— Items —
= = = = = = =

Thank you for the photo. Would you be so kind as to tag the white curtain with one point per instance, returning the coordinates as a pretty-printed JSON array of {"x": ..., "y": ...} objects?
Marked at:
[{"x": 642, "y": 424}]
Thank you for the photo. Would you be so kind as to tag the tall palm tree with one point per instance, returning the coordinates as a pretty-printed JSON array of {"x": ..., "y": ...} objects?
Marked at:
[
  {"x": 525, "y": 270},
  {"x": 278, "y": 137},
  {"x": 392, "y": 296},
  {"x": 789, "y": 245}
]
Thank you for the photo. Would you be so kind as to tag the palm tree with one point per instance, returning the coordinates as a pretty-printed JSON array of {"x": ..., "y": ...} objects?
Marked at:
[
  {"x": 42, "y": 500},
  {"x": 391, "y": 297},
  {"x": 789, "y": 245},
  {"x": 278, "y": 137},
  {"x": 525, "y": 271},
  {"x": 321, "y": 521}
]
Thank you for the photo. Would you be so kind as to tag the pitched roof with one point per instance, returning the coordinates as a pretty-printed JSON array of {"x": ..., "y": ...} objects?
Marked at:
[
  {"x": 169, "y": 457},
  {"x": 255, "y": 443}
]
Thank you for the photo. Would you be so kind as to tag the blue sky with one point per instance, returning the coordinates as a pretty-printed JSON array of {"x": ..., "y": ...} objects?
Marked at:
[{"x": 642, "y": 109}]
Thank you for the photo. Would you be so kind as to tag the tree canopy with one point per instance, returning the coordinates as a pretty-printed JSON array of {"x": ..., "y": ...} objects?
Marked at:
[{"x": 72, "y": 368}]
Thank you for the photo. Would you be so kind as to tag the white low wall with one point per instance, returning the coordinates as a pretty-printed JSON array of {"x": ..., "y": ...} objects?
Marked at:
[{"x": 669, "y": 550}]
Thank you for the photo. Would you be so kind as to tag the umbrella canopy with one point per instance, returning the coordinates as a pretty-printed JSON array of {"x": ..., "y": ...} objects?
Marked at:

= = = = = = =

— Task statement —
Reproduce the data verbatim, starting with the line that contains "tag the tree" and continuing through the final line of the data.

— Finished answer —
Thank you for the photo. Would you be so kind as to tag the tree canopy with one point per instance, returning the coordinates as a pretty-printed JSON array of {"x": ..., "y": ...} objects?
Marked at:
[{"x": 72, "y": 368}]
Thank you for the photo. Would you be so kind as to tag the white low wall with one point per instance, returning the coordinates as a pretty-printed JSON array of {"x": ..., "y": ...} objects?
Marked at:
[{"x": 669, "y": 550}]
Thank you for the photo. Would you be so kind as to tag the umbrella canopy with one point per instance, returning the coordinates as a pretty-printed JSON array of {"x": ..., "y": ...} objects?
Marked at:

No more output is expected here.